Exercise materials

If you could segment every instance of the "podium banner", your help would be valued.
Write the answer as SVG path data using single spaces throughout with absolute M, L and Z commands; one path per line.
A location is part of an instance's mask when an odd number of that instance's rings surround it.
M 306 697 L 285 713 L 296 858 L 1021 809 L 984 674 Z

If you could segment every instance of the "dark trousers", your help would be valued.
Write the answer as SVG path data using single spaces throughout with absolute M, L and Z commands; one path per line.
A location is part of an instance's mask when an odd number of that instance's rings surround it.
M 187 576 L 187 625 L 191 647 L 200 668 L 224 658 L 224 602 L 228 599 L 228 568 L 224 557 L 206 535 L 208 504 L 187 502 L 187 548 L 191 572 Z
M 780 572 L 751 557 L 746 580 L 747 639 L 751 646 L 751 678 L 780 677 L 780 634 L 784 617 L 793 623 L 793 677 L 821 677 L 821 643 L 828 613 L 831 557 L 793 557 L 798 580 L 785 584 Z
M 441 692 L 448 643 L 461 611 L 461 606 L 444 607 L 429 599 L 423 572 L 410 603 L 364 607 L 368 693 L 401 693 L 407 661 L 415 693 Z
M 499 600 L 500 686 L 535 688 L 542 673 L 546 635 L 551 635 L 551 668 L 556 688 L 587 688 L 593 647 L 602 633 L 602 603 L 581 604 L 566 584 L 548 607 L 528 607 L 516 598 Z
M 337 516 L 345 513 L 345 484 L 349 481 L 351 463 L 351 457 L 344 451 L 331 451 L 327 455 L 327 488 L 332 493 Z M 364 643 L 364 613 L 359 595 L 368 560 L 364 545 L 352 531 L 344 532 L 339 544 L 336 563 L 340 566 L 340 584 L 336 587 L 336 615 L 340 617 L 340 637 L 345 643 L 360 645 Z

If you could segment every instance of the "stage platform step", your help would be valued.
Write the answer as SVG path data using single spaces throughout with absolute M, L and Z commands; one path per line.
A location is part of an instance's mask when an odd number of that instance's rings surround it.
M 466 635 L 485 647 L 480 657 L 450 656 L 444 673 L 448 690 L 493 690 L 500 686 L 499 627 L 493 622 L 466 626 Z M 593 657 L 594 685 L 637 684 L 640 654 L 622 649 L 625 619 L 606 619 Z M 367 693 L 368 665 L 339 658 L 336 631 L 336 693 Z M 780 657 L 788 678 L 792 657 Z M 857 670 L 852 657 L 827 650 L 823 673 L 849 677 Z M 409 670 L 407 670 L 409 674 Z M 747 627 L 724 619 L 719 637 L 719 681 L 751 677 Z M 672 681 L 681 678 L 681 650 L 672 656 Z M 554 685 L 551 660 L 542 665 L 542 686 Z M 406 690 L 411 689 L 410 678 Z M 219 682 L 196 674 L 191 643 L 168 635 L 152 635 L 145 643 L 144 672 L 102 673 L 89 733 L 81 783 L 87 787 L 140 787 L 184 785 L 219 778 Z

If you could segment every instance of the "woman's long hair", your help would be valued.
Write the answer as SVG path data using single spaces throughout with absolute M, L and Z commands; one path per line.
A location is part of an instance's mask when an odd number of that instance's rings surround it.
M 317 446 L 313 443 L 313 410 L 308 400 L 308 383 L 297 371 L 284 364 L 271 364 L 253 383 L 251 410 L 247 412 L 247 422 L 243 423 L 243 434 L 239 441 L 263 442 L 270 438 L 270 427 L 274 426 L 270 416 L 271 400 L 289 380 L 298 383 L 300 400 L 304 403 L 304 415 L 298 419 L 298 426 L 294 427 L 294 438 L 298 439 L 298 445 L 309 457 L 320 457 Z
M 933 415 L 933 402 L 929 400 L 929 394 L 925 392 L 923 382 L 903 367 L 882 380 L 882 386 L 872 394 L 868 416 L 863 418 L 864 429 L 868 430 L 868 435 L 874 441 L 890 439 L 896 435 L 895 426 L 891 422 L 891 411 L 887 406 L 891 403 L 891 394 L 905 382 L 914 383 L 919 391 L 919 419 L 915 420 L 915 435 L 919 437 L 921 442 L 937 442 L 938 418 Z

Task requirements
Express every row above as a two-column CSV with the header request,answer. Put each row's text in the request column and its answer in the answer column, with each field in double quotes and each line break replaced by a space.

Response to the exercise
request,answer
"If you could segment every instance of the ""podium banner"", your help would be valued. Write the answer as SVG path data using single spaces throughout with absolute M, L and Z commands; one path per line. A location is part of an instance's mask when an odd number of that instance's rings surround it.","M 306 697 L 285 713 L 296 858 L 1021 809 L 984 674 Z"
"If you could segment every instance of the ""dark trousers"", your help would be valued. Write the answer as SVG path data using single spaces throughout with absolute M, L and Z commands; one path per line. A location is part of an instance's mask when an odd number of that instance's rings surround it.","M 187 576 L 187 625 L 191 647 L 200 668 L 224 658 L 224 602 L 228 599 L 228 568 L 224 557 L 206 535 L 208 504 L 187 502 L 187 548 L 191 572 Z M 780 572 L 751 557 L 746 580 L 747 639 L 751 646 L 751 678 L 780 677 L 780 634 L 784 617 L 793 623 L 793 677 L 821 677 L 821 643 L 828 613 L 831 557 L 793 557 L 798 580 L 785 584 Z M 441 692 L 448 643 L 461 611 L 461 606 L 444 607 L 429 599 L 423 572 L 410 603 L 364 607 L 368 693 L 401 693 L 407 661 L 415 693 Z M 499 600 L 500 686 L 535 688 L 542 673 L 546 635 L 551 635 L 551 668 L 556 688 L 587 688 L 593 647 L 602 633 L 602 603 L 581 604 L 566 584 L 548 607 L 528 607 L 516 598 Z M 337 516 L 345 513 L 345 484 L 349 481 L 351 463 L 351 457 L 344 451 L 331 451 L 327 455 L 327 488 L 332 493 Z M 364 643 L 364 613 L 359 595 L 368 560 L 364 545 L 352 531 L 344 532 L 339 544 L 336 563 L 340 566 L 340 584 L 336 587 L 336 615 L 340 617 L 340 637 L 345 643 L 360 645 Z"
"If you could segment every instance of the ""stage platform step"", your help would be valued. Write the answer as SVG path data using single spaces throughout with absolute M, L and Z commands; one path per line. A location is part of an instance's mask when an odd number of that instance's rings surround it.","M 466 635 L 485 647 L 480 657 L 450 656 L 444 673 L 448 690 L 493 690 L 500 686 L 499 627 L 493 622 L 466 626 Z M 593 657 L 594 685 L 637 684 L 640 654 L 622 649 L 625 619 L 606 619 Z M 367 693 L 368 665 L 339 658 L 336 631 L 336 693 Z M 780 657 L 788 678 L 792 657 Z M 857 670 L 852 657 L 827 650 L 823 673 L 849 677 Z M 409 670 L 407 670 L 409 674 Z M 747 627 L 724 619 L 719 637 L 719 681 L 751 677 Z M 672 681 L 681 678 L 681 650 L 672 656 Z M 554 685 L 551 660 L 542 665 L 542 686 Z M 406 690 L 411 689 L 410 678 Z M 219 682 L 196 674 L 191 643 L 168 635 L 152 635 L 145 643 L 144 672 L 102 673 L 89 733 L 81 783 L 87 787 L 140 787 L 184 785 L 219 778 Z"
"If you could segment every instance of the ""woman's long hair"", your help would be valued. Write the answer as SVG path data using single spaces throughout with absolute M, L and Z commands; one path per line. A location is part of an instance's mask when an odd number of that instance's rings surround it.","M 317 446 L 313 443 L 313 410 L 308 400 L 308 383 L 297 371 L 284 364 L 271 364 L 253 383 L 251 410 L 247 412 L 247 422 L 243 423 L 243 434 L 239 441 L 263 442 L 270 438 L 270 427 L 274 426 L 270 416 L 271 400 L 289 380 L 298 383 L 300 400 L 304 403 L 304 415 L 298 419 L 298 426 L 294 427 L 294 438 L 298 439 L 298 445 L 309 457 L 320 457 Z M 933 415 L 933 402 L 929 400 L 929 394 L 925 392 L 923 382 L 903 367 L 882 380 L 882 386 L 872 394 L 868 416 L 863 418 L 864 429 L 868 430 L 868 435 L 874 441 L 890 439 L 896 435 L 895 426 L 891 422 L 891 411 L 887 406 L 891 403 L 891 394 L 905 382 L 914 383 L 919 391 L 919 419 L 915 420 L 915 435 L 919 437 L 921 442 L 937 442 L 938 418 Z"